Quantification of Right and Left Ventricular Function in Cardiac MR Imaging: Comparison of Semiautomatic and Manual Segmentation Algorithms.

The purpose of this study was to evaluate the performance of a semiautomatic segmentation method for the anatomical and functional assessment of both ventricles from cardiac cine magnetic resonance (MR) examinations, reducing user interaction to a "mouse-click". Fifty-two patients with cardiovascular diseases were examined using a 1.5-T MR imaging unit. Several parameters of both ventricles, such as end-diastolic volume (EDV), end-systolic volume (ESV) and ejection fraction (EF), were quantified by an experienced operator using the conventional method based on manually-defined contours, as the standard of reference; and a novel semiautomatic segmentation method based on edge detection, iterative thresholding and region growing techniques, for evaluation purposes. No statistically significant differences were found between the two measurement values obtained for each parameter (p > 0.05). Correlation to estimate right ventricular function was good (r > 0.8) and turned out to be excellent (r > 0.9) for the left ventricle (LV). Bland-Altman plots revealed acceptable limits of agreement between the two methods (95%). Our study findings indicate that the proposed technique allows a fast and accurate assessment of both ventricles. However, further improvements are needed to equal results achieved for the right ventricle (RV) using the conventional methodology.

1. Introduction

Cardiovascular diseases are the leading cause of mortality in the western hemisphere. The analysis of the right and left, global and segmental ventricular heart function, is routinely performed in clinical practice, because it is a powerful prognostic marker of a variety of cardiovascular diseases. Although ultrasound is the most widely-used image modality, it is limited by the relatively frequent poor acoustic window obtained and its operator dependency. Since its introduction, magnetic resonance (MR) imaging has provided important diagnostic information, excellent visualization of cardiac anatomy, and has proven successful to determine the heart function. Besides, MR imaging is a non-invasive technique using non ionizing radiation [1,2,3,4].

In fact, in clinical practice, cardiac MR imaging with steady-state free precession (SSFP) cine sequences—which involves shorter scan time and higher image quality—emerges as the most precise and reproducible imaging technique for the evaluation of both left and right ventricular anatomy and function [5,6,7,8,9]: cardiac MR provides accurate quantitative information of ventricular size and function, blood flow measurements, myocardial viability, and cardiovascular anatomy; for these reasons, it is also one of the preferred methods of imaging in patients with right ventricular diseases, such as, repaired Fallot’s tetralogy, arrhythmogenic right ventricular dysplasia, anomalous pulmonary venous return and pulmonary hypertension [10,11].

Activities:
**a.** Translate this sentence from the cardiac MR study into Spanish: "Fifty-two patients with cardiovascular diseases were examined using a 1.5-T MR imaging unit."
**b.** Please print the part of the cardiac MR study that starts at the words "In fact, in" and stops after "pulmonary hypertension [10,11].".

Data to examine:
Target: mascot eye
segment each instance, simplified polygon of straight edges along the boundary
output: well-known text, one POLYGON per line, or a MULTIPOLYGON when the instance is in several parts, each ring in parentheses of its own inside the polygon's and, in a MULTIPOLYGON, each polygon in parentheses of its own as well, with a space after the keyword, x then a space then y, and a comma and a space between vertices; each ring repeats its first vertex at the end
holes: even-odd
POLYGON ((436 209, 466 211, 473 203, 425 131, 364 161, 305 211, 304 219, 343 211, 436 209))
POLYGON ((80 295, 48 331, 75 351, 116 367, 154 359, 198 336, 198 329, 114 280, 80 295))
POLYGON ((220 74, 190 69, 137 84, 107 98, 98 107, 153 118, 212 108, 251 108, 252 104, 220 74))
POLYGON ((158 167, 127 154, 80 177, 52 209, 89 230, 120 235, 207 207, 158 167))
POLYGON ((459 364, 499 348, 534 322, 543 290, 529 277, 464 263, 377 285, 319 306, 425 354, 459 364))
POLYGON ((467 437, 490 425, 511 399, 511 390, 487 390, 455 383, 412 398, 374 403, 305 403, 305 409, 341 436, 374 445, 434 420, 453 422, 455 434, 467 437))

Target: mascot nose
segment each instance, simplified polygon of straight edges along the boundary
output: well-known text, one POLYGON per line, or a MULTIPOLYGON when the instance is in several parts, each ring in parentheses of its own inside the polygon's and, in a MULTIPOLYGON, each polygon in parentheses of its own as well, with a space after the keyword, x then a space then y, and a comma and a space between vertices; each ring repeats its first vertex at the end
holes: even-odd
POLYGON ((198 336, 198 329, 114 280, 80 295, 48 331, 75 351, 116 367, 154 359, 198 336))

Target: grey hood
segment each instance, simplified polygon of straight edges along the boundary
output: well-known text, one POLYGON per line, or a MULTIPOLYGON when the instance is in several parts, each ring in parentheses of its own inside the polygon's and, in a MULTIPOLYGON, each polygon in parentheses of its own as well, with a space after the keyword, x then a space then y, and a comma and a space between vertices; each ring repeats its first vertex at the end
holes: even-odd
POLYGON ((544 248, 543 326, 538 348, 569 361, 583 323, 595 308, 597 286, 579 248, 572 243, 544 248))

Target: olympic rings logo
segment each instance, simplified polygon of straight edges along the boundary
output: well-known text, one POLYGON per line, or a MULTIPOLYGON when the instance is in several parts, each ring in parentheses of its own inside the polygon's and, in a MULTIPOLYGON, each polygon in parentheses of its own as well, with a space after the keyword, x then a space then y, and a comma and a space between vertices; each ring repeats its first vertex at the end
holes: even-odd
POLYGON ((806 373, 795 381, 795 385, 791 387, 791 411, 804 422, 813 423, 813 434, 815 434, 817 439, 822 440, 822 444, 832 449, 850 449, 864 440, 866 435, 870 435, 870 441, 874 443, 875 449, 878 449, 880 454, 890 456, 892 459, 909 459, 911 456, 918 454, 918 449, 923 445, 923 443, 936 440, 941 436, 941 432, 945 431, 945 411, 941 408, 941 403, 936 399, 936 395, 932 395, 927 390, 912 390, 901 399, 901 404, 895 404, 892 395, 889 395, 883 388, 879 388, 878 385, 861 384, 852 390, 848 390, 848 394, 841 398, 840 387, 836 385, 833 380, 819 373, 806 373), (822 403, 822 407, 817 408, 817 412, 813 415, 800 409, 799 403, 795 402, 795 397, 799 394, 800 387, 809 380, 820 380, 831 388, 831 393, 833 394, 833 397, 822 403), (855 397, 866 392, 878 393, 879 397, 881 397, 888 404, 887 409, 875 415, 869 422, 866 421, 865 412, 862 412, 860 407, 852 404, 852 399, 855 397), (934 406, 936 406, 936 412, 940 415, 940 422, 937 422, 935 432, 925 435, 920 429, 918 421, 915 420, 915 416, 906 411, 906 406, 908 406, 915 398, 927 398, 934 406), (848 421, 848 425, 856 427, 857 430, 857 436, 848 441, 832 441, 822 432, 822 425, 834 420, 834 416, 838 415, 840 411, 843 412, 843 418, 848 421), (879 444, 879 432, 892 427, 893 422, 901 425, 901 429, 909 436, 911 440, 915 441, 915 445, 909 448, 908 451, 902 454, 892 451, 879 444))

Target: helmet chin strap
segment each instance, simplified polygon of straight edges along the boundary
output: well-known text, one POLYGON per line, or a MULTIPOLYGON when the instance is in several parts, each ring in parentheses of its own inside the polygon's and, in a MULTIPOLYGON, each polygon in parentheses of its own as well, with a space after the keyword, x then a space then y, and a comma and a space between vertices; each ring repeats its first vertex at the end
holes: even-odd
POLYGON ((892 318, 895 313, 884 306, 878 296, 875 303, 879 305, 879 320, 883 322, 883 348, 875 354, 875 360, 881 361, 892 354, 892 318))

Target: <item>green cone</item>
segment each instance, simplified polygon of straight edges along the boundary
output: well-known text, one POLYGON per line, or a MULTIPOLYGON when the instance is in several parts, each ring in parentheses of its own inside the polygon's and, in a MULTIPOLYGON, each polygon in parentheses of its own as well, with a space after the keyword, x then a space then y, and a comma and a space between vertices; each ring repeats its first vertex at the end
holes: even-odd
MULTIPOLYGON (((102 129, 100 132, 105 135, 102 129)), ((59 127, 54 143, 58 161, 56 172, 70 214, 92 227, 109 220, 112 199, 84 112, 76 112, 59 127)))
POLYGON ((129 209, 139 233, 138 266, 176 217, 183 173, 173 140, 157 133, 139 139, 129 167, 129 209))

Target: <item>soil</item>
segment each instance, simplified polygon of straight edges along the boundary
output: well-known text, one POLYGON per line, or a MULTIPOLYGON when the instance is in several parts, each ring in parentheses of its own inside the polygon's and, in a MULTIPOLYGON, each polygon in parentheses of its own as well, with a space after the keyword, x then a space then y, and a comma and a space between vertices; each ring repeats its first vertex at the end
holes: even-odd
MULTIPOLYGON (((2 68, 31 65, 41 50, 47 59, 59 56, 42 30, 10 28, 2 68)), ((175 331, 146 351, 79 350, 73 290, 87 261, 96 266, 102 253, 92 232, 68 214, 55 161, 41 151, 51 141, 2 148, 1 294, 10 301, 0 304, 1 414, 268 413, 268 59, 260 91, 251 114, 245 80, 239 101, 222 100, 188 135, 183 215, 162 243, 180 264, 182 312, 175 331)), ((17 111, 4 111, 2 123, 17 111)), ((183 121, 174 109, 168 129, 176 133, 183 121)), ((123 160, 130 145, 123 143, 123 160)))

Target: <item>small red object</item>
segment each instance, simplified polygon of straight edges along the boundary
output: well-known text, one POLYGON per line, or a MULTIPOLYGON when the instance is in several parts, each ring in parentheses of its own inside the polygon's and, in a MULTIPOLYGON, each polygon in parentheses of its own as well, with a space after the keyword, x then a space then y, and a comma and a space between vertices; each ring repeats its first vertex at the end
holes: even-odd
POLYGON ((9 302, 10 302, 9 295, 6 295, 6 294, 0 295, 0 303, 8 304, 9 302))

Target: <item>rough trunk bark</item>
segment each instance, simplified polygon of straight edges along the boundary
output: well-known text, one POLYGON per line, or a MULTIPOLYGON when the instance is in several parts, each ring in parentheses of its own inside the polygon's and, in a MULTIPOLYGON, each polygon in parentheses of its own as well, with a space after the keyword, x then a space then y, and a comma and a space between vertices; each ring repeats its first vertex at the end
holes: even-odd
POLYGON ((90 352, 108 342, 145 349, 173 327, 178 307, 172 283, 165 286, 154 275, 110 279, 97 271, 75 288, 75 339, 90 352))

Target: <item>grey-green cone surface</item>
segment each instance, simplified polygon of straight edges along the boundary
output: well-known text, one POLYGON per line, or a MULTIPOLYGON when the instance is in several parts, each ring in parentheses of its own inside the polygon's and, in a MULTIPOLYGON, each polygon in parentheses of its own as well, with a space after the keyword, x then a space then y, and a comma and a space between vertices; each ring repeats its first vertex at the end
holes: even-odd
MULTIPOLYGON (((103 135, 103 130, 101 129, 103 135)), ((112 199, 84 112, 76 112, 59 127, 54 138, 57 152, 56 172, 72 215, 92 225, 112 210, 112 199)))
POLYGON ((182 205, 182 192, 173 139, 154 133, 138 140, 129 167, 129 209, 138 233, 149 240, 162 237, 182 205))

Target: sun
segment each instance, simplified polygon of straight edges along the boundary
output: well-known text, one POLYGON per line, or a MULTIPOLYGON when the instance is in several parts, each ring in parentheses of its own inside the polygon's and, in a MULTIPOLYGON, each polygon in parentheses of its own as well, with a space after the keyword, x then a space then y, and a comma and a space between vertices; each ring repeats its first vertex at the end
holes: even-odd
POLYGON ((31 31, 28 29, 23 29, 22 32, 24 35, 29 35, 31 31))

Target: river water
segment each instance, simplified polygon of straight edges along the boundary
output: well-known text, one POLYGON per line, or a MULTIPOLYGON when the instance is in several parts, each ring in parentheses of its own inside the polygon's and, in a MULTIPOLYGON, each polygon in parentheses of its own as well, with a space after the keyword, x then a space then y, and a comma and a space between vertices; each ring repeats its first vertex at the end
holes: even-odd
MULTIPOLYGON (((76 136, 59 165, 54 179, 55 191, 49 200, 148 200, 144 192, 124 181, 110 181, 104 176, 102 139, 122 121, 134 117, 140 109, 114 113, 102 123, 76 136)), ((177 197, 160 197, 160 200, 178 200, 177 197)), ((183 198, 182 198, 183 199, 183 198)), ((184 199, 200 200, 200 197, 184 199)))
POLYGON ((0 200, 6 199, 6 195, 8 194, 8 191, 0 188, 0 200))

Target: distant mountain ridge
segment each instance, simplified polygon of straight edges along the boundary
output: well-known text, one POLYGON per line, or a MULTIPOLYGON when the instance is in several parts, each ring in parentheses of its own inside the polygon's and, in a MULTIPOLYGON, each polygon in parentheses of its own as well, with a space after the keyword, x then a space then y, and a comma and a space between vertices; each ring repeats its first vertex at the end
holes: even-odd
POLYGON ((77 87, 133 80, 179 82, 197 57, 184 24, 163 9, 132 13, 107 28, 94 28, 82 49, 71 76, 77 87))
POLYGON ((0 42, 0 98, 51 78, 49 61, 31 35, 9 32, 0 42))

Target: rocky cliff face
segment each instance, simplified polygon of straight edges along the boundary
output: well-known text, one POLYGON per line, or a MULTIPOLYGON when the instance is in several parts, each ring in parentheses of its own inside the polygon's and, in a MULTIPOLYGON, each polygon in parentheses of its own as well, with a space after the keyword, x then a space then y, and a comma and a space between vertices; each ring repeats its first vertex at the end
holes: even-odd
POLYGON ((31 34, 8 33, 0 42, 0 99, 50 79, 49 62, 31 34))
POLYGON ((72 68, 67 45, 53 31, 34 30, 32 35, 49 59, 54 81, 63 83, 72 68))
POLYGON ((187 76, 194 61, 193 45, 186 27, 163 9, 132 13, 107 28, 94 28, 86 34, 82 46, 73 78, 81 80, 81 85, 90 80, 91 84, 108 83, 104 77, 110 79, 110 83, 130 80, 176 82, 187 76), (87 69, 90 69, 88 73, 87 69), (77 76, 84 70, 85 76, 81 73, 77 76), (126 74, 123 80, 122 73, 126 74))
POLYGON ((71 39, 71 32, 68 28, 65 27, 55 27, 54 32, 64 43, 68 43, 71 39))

Solutions per task:
**a.** Cincuenta y dos pacientes con enfermedades cardiovasculares fueron examinados con una unidad de resonancia magnética de 1,5 T.

**b.**
In fact, in clinical practice, cardiac MR imaging with steady-state free precession (SSFP) cine sequences—which involves shorter scan time and higher image quality—emerges as the most precise and reproducible imaging technique for the evaluation of both left and right ventricular anatomy and function [5,6,7,8,9]: cardiac MR provides accurate quantitative information of ventricular size and function, blood flow measurements, myocardial viability, and cardiovascular anatomy; for these reasons, it is also one of the preferred methods of imaging in patients with right ventricular diseases, such as, repaired Fallot’s tetralogy, arrhythmogenic right ventricular dysplasia, anomalous pulmonary venous return and pulmonary hypertension [10,11].